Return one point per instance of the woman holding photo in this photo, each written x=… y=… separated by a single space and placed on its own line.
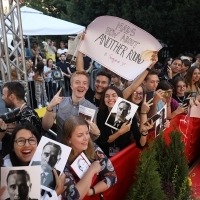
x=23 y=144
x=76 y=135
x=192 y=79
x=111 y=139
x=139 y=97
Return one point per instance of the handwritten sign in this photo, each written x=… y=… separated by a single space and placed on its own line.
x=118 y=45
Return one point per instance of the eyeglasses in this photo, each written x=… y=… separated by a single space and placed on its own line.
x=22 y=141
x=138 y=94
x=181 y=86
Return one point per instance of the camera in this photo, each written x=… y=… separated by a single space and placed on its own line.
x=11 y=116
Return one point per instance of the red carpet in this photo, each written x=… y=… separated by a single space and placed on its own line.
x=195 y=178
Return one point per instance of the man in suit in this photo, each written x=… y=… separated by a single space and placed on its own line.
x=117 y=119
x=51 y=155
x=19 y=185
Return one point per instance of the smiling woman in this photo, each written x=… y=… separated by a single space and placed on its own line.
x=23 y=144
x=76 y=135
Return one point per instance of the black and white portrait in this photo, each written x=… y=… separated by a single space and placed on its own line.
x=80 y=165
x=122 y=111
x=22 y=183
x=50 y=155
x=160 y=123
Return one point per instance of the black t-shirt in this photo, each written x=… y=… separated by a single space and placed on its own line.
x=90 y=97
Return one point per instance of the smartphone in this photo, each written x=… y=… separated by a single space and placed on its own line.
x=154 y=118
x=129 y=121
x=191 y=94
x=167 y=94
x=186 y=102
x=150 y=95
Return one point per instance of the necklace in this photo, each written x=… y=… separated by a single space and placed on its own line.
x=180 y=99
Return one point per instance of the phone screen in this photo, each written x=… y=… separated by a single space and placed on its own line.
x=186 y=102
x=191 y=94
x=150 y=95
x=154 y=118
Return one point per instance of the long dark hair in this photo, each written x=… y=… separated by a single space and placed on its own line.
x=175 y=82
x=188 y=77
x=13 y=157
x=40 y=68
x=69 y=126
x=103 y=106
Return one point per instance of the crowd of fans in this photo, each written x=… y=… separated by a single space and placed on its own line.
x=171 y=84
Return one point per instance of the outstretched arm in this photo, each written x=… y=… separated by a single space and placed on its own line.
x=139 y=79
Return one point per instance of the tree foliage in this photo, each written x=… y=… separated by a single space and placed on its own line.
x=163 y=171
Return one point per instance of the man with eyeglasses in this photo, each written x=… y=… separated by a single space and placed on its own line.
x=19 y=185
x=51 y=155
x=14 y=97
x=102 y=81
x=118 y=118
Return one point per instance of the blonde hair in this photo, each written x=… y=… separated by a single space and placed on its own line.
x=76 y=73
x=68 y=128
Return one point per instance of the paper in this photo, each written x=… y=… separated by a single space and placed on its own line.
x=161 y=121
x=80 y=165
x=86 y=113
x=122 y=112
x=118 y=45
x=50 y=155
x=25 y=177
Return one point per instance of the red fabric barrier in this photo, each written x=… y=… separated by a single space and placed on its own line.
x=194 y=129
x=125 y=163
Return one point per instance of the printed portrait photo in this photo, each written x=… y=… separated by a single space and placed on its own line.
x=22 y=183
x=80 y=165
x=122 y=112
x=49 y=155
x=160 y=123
···
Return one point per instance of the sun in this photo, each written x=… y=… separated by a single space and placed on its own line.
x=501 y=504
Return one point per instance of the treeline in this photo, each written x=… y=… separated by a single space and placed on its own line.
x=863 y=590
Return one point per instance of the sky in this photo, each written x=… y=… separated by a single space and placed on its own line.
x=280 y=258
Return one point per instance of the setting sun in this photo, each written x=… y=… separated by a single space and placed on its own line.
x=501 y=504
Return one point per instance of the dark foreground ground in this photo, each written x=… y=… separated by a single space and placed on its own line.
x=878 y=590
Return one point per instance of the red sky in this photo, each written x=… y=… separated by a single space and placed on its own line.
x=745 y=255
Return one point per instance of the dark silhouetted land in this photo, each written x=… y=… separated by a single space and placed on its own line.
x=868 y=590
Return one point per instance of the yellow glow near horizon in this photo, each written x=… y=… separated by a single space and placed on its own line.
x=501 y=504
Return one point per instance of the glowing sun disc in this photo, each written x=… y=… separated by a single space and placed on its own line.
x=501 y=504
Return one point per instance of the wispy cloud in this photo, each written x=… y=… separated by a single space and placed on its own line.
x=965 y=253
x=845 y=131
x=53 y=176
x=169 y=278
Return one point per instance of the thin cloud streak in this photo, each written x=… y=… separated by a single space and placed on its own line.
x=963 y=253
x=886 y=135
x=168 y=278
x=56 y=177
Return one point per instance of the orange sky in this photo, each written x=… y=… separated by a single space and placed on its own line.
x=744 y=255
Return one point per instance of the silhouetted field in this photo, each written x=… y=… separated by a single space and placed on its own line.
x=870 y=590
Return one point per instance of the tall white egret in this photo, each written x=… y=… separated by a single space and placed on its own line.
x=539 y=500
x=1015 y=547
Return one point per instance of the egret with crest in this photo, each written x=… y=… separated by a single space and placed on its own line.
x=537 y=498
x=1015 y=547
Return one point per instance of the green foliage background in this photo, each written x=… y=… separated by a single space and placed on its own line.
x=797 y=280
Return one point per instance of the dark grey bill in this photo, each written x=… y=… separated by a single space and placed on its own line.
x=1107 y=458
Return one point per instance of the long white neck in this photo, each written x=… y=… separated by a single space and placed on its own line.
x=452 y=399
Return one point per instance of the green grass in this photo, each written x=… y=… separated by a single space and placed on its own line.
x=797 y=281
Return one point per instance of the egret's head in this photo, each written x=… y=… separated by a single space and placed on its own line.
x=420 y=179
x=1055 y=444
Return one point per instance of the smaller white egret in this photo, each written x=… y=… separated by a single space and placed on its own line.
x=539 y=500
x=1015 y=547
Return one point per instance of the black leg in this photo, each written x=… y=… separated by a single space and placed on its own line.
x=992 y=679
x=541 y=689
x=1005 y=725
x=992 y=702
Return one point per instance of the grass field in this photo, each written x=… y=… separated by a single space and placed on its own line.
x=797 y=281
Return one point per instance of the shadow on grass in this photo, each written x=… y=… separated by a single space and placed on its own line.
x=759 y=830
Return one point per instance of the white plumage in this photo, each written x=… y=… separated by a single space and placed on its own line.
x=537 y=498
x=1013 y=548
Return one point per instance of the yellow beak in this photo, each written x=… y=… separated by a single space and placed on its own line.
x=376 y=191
···
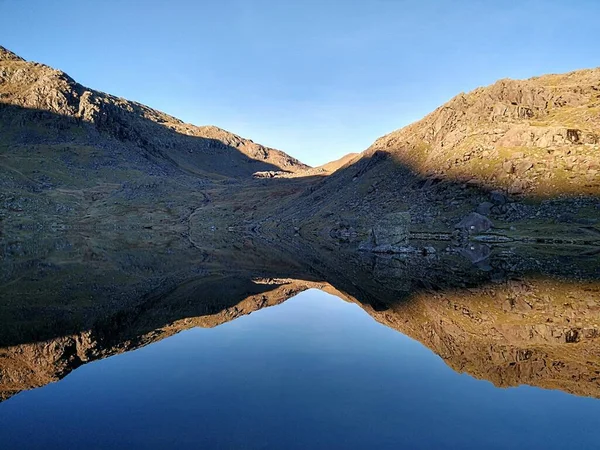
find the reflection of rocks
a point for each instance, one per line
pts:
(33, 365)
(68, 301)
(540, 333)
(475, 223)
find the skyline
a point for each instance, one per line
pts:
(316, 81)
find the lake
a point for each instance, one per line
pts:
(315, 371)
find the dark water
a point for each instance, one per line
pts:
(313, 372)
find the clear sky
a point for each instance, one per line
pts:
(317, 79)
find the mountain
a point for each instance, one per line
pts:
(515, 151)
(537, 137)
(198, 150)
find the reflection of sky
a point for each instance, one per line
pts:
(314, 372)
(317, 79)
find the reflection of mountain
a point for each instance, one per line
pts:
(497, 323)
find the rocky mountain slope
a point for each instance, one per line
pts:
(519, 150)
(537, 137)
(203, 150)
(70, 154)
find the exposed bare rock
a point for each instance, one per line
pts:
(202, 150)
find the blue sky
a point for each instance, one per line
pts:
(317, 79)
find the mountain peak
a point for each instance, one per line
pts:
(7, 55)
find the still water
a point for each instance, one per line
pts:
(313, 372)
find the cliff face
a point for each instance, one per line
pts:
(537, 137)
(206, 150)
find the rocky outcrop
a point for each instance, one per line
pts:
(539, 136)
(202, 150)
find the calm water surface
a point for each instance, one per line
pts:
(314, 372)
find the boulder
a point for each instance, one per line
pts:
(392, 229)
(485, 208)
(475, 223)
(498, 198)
···
The expected answer is a copy of each line in the records that holds the word "water".

find the dark water
find the still water
find the calm water surface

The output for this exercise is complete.